_Exercise set_
a: In the article about travel during quarantine, swap "Mexico" for "Peru" and write out the passage starting at "At the suggestion" and ending at "cleaning his plate.".
b: In the article about travel during quarantine, what dish did the oldest child cook for the Chinese-inspired dinner?
c: Go on with the article about travel during quarantine from the point where it stops.

_Text under study_
- Opening Delimiter -

At the suggestion of her 12-year-old son, Kristen Glosserman’s family recently visited China. They continued on to Texas, crossed back east to Korea, and eventually headed to Mexico—all while quarantined in their New York apartment.

In general, her family plans travels “because we want to look forward to something—or to escape,” says Glosserman, an executive coach and partner in the Hill Country Barbecue Market restaurants. “It’s really important now, when we’re feeling a little stuck.”

Since they’re a food-focused family, Glosserman began to wonder whether they could “travel” by cooking. The oldest of her four children embraced the idea and started with a Chinese-inspired dinner of beef and broccoli. “Where are we going next?’” he asked, after cleaning his plate.

Though it’s hardly the most serious casualty of the global pandemic, travel restrictions mean that families around the world have had to cancel trips to Paris and Tokyo, to beach resorts and Disneyland. They’re not just missing out on pampering hotels, photogenic views, and buzzy restaurants but on fresh perspectives, a sense of adventure, and cultural diversity.

“Research has shown that being in a state of awe”—often associated with travel—”benefits your mindset and helps reduce anxiety,” says Deepika Chopra, a Los Angeles-based psychologist and optimism expert.

- Closing Delimiter -

Dataset entries:
- Opening Delimiter -

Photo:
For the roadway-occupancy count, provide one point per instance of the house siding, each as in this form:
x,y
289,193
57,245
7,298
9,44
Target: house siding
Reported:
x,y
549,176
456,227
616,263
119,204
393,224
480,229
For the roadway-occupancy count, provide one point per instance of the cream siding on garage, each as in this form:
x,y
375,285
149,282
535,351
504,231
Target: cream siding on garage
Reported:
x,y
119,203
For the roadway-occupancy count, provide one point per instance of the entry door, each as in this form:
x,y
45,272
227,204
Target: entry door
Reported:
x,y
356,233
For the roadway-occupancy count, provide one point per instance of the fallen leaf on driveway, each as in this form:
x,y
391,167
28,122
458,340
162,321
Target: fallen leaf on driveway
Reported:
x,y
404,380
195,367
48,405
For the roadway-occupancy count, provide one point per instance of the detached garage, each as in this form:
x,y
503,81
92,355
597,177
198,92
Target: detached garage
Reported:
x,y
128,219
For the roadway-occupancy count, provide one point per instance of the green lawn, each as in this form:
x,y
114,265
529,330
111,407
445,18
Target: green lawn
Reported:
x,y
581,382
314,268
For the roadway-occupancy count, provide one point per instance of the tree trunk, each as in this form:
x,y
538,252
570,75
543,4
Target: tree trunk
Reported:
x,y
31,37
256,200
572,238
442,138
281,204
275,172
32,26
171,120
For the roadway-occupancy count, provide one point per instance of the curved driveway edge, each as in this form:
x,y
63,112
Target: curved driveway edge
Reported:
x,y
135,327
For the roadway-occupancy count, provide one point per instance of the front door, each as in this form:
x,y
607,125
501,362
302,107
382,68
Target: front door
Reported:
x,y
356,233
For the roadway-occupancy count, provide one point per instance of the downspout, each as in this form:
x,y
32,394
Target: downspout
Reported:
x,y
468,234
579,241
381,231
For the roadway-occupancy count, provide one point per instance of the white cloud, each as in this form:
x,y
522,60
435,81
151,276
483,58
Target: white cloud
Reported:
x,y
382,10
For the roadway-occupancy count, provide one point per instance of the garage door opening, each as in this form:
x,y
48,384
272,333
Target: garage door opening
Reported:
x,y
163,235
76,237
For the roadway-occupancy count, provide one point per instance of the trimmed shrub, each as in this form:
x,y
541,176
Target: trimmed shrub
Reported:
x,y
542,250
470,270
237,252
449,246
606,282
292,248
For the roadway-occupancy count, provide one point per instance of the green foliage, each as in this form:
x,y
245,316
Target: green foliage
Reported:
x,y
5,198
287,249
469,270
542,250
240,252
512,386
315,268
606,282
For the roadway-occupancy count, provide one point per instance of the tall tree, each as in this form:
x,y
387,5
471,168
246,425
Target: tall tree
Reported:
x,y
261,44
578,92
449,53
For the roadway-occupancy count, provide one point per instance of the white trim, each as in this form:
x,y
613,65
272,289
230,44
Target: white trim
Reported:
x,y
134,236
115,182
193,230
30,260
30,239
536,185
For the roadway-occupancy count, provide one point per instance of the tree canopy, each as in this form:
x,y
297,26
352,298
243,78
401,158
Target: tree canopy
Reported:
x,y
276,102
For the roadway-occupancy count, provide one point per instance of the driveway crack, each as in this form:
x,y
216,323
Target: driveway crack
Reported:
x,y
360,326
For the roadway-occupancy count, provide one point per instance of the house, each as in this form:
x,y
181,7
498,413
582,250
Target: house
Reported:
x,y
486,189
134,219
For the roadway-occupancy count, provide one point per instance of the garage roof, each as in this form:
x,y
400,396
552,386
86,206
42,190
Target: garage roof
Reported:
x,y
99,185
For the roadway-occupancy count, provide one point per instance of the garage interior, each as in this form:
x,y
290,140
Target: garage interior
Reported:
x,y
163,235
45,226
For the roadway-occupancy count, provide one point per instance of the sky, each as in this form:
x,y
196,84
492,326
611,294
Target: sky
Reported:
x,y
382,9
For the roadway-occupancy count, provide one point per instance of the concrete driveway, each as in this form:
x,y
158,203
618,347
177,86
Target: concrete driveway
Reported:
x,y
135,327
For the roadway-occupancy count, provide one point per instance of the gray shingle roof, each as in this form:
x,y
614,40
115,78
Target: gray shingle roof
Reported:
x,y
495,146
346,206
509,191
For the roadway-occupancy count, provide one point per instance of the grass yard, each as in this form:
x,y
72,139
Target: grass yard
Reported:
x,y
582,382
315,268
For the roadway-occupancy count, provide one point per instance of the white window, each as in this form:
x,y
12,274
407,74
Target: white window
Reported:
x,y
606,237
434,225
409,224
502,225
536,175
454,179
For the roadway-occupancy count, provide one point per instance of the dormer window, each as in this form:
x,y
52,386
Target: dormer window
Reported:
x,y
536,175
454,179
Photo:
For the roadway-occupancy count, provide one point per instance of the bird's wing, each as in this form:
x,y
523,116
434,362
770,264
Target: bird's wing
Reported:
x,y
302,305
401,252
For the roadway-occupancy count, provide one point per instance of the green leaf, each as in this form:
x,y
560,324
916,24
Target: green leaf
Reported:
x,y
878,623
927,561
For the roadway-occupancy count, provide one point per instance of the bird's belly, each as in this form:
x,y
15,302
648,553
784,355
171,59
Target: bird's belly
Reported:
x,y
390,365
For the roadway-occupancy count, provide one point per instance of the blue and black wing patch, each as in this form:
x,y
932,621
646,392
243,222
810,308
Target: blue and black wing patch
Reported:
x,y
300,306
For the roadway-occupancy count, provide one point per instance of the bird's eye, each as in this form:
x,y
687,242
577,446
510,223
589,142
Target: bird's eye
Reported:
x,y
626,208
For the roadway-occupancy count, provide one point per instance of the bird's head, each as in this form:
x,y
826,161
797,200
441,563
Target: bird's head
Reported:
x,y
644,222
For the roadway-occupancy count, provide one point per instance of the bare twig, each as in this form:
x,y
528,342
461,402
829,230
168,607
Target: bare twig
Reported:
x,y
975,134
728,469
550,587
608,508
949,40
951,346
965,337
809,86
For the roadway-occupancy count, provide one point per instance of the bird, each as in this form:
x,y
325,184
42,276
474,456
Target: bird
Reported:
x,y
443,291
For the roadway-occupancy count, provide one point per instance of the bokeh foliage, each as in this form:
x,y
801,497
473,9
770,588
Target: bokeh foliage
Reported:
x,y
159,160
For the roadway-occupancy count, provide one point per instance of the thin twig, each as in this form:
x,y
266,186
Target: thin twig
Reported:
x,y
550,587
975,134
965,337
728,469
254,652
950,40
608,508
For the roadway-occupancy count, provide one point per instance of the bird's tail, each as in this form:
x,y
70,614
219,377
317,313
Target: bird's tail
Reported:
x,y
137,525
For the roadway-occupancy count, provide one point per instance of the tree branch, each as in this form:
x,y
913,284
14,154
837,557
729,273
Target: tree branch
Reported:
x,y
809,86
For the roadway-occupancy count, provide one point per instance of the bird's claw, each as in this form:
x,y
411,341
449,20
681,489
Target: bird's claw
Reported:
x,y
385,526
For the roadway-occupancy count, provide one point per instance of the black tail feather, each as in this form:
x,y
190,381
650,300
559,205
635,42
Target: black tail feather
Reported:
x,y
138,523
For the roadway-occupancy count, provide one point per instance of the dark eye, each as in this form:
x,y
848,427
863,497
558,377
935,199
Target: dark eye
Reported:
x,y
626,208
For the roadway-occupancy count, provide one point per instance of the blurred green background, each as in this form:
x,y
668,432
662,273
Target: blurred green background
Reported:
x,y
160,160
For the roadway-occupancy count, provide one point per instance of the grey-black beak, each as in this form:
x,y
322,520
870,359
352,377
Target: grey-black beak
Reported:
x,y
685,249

- Closing Delimiter -

_Answers to this exercise_
a:
At the suggestion of her 12-year-old son, Kristen Glosserman’s family recently visited China. They continued on to Texas, crossed back east to Korea, and eventually headed to Peru—all while quarantined in their New York apartment.

In general, her family plans travels “because we want to look forward to something—or to escape,” says Glosserman, an executive coach and partner in the Hill Country Barbecue Market restaurants. “It’s really important now, when we’re feeling a little stuck.”

Since they’re a food-focused family, Glosserman began to wonder whether they could “travel” by cooking. The oldest of her four children embraced the idea and started with a Chinese-inspired dinner of beef and broccoli. “Where are we going next?’” he asked, after cleaning his plate.

b: Beef and broccoli.

c:
Until genuine travel resumes, virtual vacations can encourage curiosity, teach children about other parts of the world, and help them feel less trapped at home. It can give grownups an outlet for their wanderlust—and even let them test-drive travel plans. For some, that has meant ordering lunch from a menu in Spanish, building Big Ben from cardboard, or making Mickey Mouse waffles and throwing a kitchen parade as a substitute for a few days in the Magic Kingdom. For others, it can be more elaborate, involving planned “itineraries” that include visits to virtual museums and shared research on a region’s history.

Just as with real vacations, however, these reenactments can easily misfire. How to maximize your odds of success? We tapped some experts to find out. The strategies vary by age, and they reveal some of the pitfalls in planning real trips, too.

Keep It Simple
For one family that asked around online, looking to recreate a trip to France, the ideas that came pouring in on Facebook were plentiful—maybe overwhelming. Build the Eiffel tower out of Legos! Make crepes Suzette! Paint the Mona Lisa! Sing along to Edith Piaf! Dress up as mimes! Bake croissants! Fold paper boats as if you’re in the Luxembourg Gardens! Don’t forget to stock up on plenty of Champagne for after bedtime! 

Replicating a full itinerary in all its detail isn’t just time-consuming. It’s unnecessary, says Samantha Stewart, a child and family psychiatrist in Los Angeles, particularly if you have kids up to 7 or 8 years old.

“Kids are being given a lot of tasks to fill the time right now,” says Stewart. And organized activities aren’t necessarily the most rewarding part of real travel. While real vacations may encourage curiosity and exploring, their biggest benefit for younger kids is simply getting to spend lots of time with parents who are in a more relaxed state.